***** Extracted data *****

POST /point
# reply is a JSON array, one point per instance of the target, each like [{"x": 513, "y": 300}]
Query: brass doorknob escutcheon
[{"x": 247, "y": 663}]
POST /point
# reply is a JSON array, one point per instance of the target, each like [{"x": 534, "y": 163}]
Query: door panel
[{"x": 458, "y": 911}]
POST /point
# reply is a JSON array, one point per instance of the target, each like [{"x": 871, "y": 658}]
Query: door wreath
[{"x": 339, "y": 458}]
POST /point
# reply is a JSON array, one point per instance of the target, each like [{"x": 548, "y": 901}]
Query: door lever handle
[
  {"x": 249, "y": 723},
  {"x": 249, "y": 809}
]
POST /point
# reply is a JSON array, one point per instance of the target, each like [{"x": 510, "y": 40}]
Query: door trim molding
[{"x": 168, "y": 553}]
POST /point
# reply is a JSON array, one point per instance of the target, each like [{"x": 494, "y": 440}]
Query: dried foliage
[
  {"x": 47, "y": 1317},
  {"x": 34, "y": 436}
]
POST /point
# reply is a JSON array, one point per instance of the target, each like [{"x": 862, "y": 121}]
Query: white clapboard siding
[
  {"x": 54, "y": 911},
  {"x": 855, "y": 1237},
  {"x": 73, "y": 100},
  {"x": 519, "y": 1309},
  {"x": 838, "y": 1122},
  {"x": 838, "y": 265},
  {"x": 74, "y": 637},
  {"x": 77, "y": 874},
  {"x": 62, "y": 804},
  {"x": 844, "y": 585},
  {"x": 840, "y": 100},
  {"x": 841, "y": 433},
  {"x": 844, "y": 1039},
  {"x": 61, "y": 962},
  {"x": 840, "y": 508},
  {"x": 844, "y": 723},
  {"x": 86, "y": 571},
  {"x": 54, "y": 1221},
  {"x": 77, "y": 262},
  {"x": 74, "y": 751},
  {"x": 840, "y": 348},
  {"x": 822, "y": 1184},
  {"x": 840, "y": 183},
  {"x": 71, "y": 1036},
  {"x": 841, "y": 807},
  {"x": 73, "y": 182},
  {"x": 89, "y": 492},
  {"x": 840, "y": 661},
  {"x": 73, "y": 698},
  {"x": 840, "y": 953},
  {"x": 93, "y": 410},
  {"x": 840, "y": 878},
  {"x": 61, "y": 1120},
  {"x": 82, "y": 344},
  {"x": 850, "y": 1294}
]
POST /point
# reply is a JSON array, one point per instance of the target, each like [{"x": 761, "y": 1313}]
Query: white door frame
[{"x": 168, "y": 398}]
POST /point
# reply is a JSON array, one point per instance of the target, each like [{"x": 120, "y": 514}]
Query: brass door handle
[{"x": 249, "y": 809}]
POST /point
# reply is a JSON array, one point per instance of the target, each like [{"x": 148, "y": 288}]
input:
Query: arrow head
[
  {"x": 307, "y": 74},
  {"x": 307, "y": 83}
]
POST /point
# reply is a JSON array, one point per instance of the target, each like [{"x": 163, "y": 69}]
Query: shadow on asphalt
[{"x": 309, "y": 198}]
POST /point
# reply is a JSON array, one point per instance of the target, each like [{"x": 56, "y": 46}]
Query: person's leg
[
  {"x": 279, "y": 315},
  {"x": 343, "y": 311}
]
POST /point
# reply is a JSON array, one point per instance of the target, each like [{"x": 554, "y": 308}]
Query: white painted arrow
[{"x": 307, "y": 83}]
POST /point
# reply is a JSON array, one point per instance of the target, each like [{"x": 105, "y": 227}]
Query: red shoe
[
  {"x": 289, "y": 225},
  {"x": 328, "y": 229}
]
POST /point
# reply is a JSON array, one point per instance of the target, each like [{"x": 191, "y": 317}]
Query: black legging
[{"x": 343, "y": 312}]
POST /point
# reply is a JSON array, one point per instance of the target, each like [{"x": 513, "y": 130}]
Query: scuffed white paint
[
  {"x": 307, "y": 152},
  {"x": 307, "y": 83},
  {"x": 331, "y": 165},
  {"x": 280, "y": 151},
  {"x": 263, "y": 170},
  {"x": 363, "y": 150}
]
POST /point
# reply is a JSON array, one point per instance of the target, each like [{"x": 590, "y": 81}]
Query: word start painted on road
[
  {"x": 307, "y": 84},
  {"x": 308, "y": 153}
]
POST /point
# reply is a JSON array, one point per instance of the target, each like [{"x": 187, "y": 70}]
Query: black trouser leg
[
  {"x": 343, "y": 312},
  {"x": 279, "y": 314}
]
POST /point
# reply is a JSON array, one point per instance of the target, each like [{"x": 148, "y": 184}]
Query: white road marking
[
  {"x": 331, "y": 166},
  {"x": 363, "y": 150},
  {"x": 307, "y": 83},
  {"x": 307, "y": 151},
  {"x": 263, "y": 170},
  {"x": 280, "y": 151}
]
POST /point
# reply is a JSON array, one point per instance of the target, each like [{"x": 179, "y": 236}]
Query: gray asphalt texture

*****

What to produce -> Extract all of the material exactly as it is written.

Response below ->
POST /point
# reply is a JSON array, one point per instance of the target, each like [{"x": 513, "y": 300}]
Query: brass doorknob escutcheon
[{"x": 247, "y": 663}]
POST /point
# reply is a JSON array, one point per instance of the target, each like [{"x": 534, "y": 163}]
Query: door panel
[{"x": 458, "y": 911}]
POST /point
# reply is a JSON array, one point per instance of the target, each like [{"x": 871, "y": 658}]
Query: door wreath
[{"x": 339, "y": 458}]
POST /point
# reply is a JSON array, one point per instance of the target, each like [{"x": 548, "y": 901}]
Query: door lever handle
[
  {"x": 249, "y": 723},
  {"x": 249, "y": 809}
]
POST /point
# reply is a JSON array, one point per instance of the target, each like [{"x": 510, "y": 40}]
Query: door trim molding
[{"x": 168, "y": 553}]
POST /point
# reply is a JSON array, one point per instance of the target, each like [{"x": 494, "y": 440}]
Query: dried foliage
[
  {"x": 47, "y": 1317},
  {"x": 34, "y": 436}
]
POST /point
# reply is a JSON array, one point per instance of the target, each like [{"x": 862, "y": 121}]
Query: white clapboard siding
[
  {"x": 54, "y": 911},
  {"x": 855, "y": 1237},
  {"x": 73, "y": 100},
  {"x": 519, "y": 1309},
  {"x": 838, "y": 1122},
  {"x": 838, "y": 265},
  {"x": 74, "y": 637},
  {"x": 77, "y": 874},
  {"x": 62, "y": 804},
  {"x": 844, "y": 585},
  {"x": 840, "y": 100},
  {"x": 841, "y": 433},
  {"x": 844, "y": 1039},
  {"x": 61, "y": 962},
  {"x": 840, "y": 508},
  {"x": 844, "y": 723},
  {"x": 86, "y": 571},
  {"x": 54, "y": 1221},
  {"x": 77, "y": 262},
  {"x": 74, "y": 751},
  {"x": 840, "y": 348},
  {"x": 822, "y": 1184},
  {"x": 840, "y": 183},
  {"x": 71, "y": 1036},
  {"x": 841, "y": 807},
  {"x": 73, "y": 182},
  {"x": 89, "y": 492},
  {"x": 840, "y": 661},
  {"x": 73, "y": 698},
  {"x": 840, "y": 953},
  {"x": 93, "y": 410},
  {"x": 840, "y": 878},
  {"x": 61, "y": 1120},
  {"x": 82, "y": 344},
  {"x": 850, "y": 1294}
]
POST /point
# reply is a JSON array, one point per instance of the target, each like [{"x": 761, "y": 1313}]
Query: white door frame
[{"x": 168, "y": 398}]
POST /point
# reply is a JSON array, one point per instance of the target, each like [{"x": 120, "y": 514}]
Query: brass door handle
[{"x": 249, "y": 809}]
POST /point
# reply is a JSON array, one point per instance of the target, each like [{"x": 148, "y": 288}]
input:
Query: arrow head
[
  {"x": 307, "y": 74},
  {"x": 307, "y": 83}
]
POST /point
# reply is a JSON array, one point per instance of the target, each like [{"x": 163, "y": 69}]
Query: shadow on asphalt
[{"x": 309, "y": 198}]
POST /point
# reply is a JSON array, one point per instance of the target, each like [{"x": 56, "y": 46}]
Query: person's leg
[
  {"x": 279, "y": 315},
  {"x": 343, "y": 311}
]
POST /point
# reply is a JSON array, one point per instance of the target, each like [{"x": 554, "y": 308}]
Query: white painted arrow
[{"x": 307, "y": 83}]
POST /point
# reply is a JSON array, one point per instance of the target, each like [{"x": 105, "y": 227}]
Query: red shoe
[
  {"x": 289, "y": 225},
  {"x": 328, "y": 229}
]
POST /point
# reply is a JSON array, one point per instance of the target, each like [{"x": 191, "y": 317}]
Query: black legging
[{"x": 343, "y": 312}]
POST /point
# reply is a JSON array, one point per instance of the target, each like [{"x": 513, "y": 130}]
Query: scuffed white paint
[
  {"x": 307, "y": 152},
  {"x": 307, "y": 83},
  {"x": 331, "y": 165},
  {"x": 280, "y": 151},
  {"x": 263, "y": 170},
  {"x": 363, "y": 150}
]
POST /point
# reply is a JSON array, one point per instance of the target, each like [{"x": 590, "y": 81}]
Query: word start painted on road
[
  {"x": 307, "y": 84},
  {"x": 308, "y": 153}
]
POST /point
# reply is a JSON array, one point per instance of the target, each like [{"x": 187, "y": 70}]
Query: black trouser leg
[
  {"x": 343, "y": 312},
  {"x": 279, "y": 314}
]
POST /point
# reply is a JSON array, one point per instance of the target, each like [{"x": 148, "y": 184}]
Query: white road marking
[
  {"x": 331, "y": 166},
  {"x": 363, "y": 150},
  {"x": 307, "y": 83},
  {"x": 307, "y": 151},
  {"x": 263, "y": 170},
  {"x": 280, "y": 151}
]
POST /point
# reply is a JSON array, one point per instance of the target, each like [{"x": 179, "y": 236}]
Query: gray asphalt texture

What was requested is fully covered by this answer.